#### Data for the task ####

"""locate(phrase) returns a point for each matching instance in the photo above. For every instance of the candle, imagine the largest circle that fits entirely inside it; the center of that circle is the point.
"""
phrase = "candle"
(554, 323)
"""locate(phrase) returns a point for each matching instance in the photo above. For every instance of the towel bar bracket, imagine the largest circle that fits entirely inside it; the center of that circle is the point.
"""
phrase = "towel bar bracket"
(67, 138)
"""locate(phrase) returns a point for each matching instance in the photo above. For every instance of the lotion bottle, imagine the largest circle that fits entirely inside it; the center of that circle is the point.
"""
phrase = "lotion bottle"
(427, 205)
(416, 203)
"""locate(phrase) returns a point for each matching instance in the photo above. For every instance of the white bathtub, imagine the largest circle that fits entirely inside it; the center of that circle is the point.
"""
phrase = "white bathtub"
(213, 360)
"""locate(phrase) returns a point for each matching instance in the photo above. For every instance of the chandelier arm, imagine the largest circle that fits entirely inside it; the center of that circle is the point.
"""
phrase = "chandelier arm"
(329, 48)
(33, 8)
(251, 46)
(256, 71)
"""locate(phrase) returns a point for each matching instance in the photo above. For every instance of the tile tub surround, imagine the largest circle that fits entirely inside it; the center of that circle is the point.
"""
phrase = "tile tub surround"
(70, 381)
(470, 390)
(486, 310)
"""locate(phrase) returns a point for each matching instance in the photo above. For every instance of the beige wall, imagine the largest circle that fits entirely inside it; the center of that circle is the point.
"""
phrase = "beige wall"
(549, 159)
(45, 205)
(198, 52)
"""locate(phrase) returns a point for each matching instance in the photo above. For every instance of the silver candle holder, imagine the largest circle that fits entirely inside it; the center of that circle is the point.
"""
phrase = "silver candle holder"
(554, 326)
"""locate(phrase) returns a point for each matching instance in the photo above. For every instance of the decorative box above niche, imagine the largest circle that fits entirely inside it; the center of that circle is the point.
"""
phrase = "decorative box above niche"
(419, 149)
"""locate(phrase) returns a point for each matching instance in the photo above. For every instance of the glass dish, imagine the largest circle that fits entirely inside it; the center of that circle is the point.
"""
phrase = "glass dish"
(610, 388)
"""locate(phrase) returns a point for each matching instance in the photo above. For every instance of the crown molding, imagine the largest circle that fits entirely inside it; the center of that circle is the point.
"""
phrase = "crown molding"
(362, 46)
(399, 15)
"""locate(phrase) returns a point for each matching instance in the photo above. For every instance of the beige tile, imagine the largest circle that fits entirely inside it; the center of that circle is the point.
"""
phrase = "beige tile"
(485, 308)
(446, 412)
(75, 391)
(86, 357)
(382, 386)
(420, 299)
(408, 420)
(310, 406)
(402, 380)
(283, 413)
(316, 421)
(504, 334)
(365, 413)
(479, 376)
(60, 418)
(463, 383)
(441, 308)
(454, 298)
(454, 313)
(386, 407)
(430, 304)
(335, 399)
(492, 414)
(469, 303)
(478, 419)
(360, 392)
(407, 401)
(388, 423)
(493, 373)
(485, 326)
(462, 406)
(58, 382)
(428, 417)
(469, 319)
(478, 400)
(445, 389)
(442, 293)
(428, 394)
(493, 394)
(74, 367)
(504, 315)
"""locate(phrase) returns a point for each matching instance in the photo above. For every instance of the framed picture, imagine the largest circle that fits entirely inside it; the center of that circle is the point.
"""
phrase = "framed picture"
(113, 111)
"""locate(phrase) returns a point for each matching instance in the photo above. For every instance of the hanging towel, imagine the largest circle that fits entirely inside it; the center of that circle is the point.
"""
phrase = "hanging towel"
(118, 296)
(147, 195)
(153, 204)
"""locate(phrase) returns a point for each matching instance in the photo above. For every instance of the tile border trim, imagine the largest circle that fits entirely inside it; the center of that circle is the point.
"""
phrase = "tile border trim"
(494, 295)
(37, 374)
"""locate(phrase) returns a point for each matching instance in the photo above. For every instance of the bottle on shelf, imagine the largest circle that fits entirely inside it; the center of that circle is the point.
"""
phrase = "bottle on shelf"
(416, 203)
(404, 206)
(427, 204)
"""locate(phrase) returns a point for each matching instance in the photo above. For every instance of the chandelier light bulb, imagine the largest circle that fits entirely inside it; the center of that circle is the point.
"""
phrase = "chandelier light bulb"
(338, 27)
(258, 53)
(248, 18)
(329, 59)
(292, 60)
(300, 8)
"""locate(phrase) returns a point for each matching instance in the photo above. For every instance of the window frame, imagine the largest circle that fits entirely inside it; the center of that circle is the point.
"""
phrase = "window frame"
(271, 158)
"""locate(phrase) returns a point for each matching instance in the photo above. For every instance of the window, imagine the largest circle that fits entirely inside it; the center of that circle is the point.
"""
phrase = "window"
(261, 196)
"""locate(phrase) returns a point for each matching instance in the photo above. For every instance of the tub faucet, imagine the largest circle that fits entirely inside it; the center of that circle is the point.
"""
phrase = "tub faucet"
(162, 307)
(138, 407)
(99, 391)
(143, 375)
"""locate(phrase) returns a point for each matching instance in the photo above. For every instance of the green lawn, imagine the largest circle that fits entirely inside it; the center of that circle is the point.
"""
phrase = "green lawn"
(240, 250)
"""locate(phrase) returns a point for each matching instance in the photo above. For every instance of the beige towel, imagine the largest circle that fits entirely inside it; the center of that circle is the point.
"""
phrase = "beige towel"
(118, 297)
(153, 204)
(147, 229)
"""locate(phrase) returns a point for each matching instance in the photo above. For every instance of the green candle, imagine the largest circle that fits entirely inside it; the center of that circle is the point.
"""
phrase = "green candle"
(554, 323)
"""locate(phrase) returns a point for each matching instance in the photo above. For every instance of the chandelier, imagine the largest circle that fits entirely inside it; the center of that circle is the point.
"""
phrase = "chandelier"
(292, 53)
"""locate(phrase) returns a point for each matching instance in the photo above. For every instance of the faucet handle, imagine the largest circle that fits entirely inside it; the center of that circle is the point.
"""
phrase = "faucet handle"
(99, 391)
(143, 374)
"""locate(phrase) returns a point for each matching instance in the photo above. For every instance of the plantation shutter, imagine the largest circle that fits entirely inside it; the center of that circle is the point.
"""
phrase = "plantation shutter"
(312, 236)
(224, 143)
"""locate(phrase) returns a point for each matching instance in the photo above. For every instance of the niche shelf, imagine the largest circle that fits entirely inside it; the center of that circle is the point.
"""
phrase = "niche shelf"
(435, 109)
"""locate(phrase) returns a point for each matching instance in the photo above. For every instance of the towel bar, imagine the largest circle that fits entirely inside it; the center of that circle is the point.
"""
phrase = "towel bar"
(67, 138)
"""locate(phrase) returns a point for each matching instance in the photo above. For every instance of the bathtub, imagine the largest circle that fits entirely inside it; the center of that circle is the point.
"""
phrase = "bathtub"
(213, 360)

####

Task instructions - Please write out again every line from the one that contains "towel bar, imagine" through the last line, inclusive, copying the text unchanged except for the coordinate pairs, where each number should be increased by 150.

Written reply -
"""locate(phrase) returns a point for each matching instance in the photo above. For every instance of the towel bar, imagine the largest circle that fits entirely inside it; the center of that circle is the point.
"""
phrase = "towel bar"
(217, 288)
"""locate(phrase) returns a point for each matching instance in the photo above. For every instance of the bathtub, imagine the largest circle that fits entirely inside it; the center of that circle is the point.
"""
phrase = "bathtub"
(363, 510)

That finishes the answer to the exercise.